··· ENTRIES SHOWN ···

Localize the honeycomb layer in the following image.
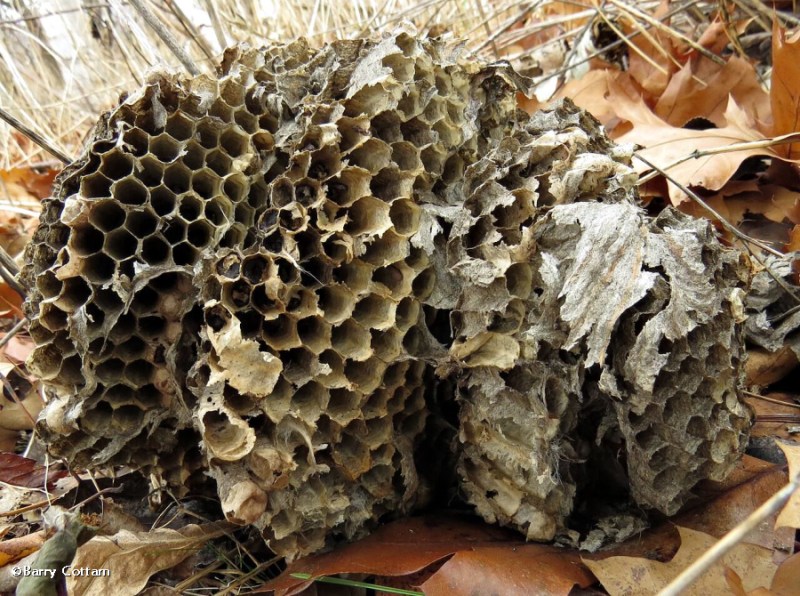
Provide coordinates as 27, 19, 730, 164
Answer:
23, 33, 461, 557
22, 30, 752, 557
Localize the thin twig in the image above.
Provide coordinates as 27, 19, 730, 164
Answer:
0, 262, 25, 298
744, 390, 800, 410
529, 0, 699, 87
608, 0, 726, 65
633, 153, 786, 259
0, 244, 20, 277
757, 414, 800, 423
127, 0, 200, 76
163, 0, 216, 62
0, 319, 28, 350
635, 153, 800, 310
0, 107, 71, 165
201, 0, 228, 53
0, 499, 55, 517
637, 132, 800, 184
658, 475, 800, 595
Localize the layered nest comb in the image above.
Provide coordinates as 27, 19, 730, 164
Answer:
21, 30, 753, 559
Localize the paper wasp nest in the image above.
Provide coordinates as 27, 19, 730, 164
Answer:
22, 30, 752, 557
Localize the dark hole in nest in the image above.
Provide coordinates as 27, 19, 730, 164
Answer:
205, 305, 228, 332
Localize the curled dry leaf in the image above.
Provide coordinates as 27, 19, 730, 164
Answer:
0, 530, 47, 567
583, 526, 777, 596
775, 440, 800, 530
745, 348, 799, 387
262, 515, 593, 596
747, 392, 800, 441
771, 23, 800, 159
610, 79, 784, 205
0, 452, 67, 489
419, 545, 594, 596
654, 55, 769, 128
66, 522, 231, 596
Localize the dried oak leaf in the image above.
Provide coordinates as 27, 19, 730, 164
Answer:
419, 545, 594, 596
0, 531, 47, 567
583, 457, 792, 565
775, 440, 800, 530
262, 515, 593, 596
621, 4, 680, 101
726, 553, 800, 596
0, 453, 66, 489
654, 55, 769, 128
769, 553, 800, 596
66, 522, 231, 596
583, 526, 777, 596
771, 23, 800, 159
609, 80, 782, 205
0, 168, 57, 202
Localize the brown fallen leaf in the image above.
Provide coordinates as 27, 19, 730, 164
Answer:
0, 530, 47, 567
0, 167, 57, 202
747, 392, 800, 441
679, 460, 794, 557
745, 348, 799, 387
0, 284, 23, 319
654, 55, 769, 128
621, 4, 680, 102
555, 69, 622, 129
260, 514, 592, 596
775, 440, 800, 530
724, 566, 774, 596
769, 552, 800, 596
771, 22, 800, 159
725, 552, 800, 596
67, 522, 232, 596
419, 544, 594, 596
1, 333, 34, 364
0, 453, 67, 489
609, 80, 786, 205
583, 526, 777, 596
584, 458, 792, 566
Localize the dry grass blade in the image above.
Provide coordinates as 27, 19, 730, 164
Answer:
744, 391, 800, 411
200, 0, 228, 52
0, 319, 27, 349
637, 132, 800, 184
608, 0, 725, 65
0, 107, 71, 164
633, 153, 784, 259
634, 153, 800, 311
127, 0, 200, 75
162, 0, 216, 61
657, 478, 799, 595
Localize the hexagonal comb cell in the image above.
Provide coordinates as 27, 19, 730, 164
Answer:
21, 30, 751, 563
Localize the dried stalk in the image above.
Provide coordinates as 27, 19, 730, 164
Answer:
127, 0, 200, 75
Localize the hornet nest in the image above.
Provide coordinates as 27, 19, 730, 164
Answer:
21, 30, 752, 559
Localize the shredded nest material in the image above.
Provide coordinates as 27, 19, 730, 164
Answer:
21, 29, 752, 559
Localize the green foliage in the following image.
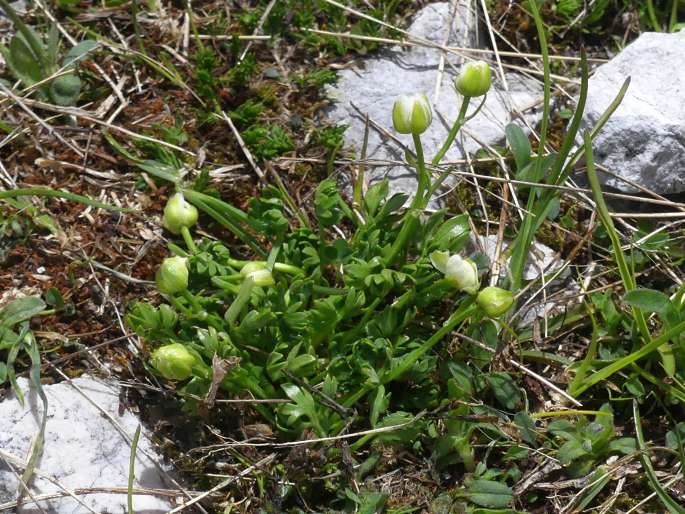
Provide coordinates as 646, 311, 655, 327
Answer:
127, 176, 495, 442
457, 479, 514, 509
0, 296, 45, 398
229, 99, 264, 127
193, 46, 221, 109
295, 68, 338, 89
314, 124, 347, 152
226, 54, 257, 89
553, 0, 582, 19
0, 0, 95, 106
242, 124, 295, 161
548, 405, 635, 477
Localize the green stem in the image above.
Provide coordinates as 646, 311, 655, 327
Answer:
669, 0, 679, 32
416, 278, 453, 300
168, 296, 193, 317
431, 96, 471, 166
180, 226, 198, 253
384, 133, 427, 266
225, 277, 255, 324
410, 132, 428, 210
646, 0, 661, 31
227, 258, 303, 276
385, 209, 419, 266
353, 114, 370, 214
181, 290, 203, 313
312, 285, 348, 295
127, 425, 141, 514
508, 0, 551, 292
343, 301, 477, 408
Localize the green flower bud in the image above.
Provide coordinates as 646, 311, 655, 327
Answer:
150, 343, 196, 380
156, 256, 189, 295
240, 261, 275, 287
454, 61, 492, 98
392, 93, 432, 135
477, 286, 514, 318
430, 251, 479, 295
162, 193, 199, 235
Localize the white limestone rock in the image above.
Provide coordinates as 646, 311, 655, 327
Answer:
469, 234, 568, 282
0, 376, 176, 513
0, 0, 26, 18
580, 30, 685, 193
326, 2, 542, 200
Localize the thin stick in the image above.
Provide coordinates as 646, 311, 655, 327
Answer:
0, 83, 84, 157
302, 28, 608, 62
509, 359, 583, 407
165, 453, 277, 514
218, 111, 265, 181
208, 410, 427, 449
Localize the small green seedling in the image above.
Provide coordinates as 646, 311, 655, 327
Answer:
0, 0, 96, 106
548, 404, 636, 477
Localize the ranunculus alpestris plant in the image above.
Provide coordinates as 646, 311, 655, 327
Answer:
430, 251, 480, 295
126, 56, 524, 444
127, 171, 522, 440
477, 287, 514, 318
163, 193, 198, 235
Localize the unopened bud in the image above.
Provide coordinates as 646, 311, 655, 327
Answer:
163, 193, 198, 235
454, 61, 492, 98
392, 93, 432, 135
477, 286, 514, 318
150, 343, 196, 380
156, 256, 189, 295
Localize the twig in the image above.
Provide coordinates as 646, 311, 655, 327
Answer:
204, 411, 426, 448
218, 111, 265, 181
165, 453, 277, 514
509, 359, 582, 407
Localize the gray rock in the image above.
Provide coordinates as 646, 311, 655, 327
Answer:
326, 2, 542, 201
580, 30, 685, 193
0, 376, 175, 513
0, 0, 26, 18
469, 234, 568, 282
468, 234, 574, 327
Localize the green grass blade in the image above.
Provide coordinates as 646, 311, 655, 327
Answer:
567, 303, 599, 396
183, 192, 266, 257
128, 424, 142, 514
633, 401, 685, 513
0, 187, 131, 212
0, 0, 47, 69
569, 466, 612, 512
509, 0, 550, 291
584, 131, 652, 345
571, 318, 685, 396
548, 48, 589, 187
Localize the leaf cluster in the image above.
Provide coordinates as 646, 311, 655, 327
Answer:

···

▸ THE PROBLEM: Every line above with the string "thin" in it needs to be copied.

▸ RESPONSE TO THE EXERCISE:
Localize the thin twig in the image above.
Localize the thin stick in the image above.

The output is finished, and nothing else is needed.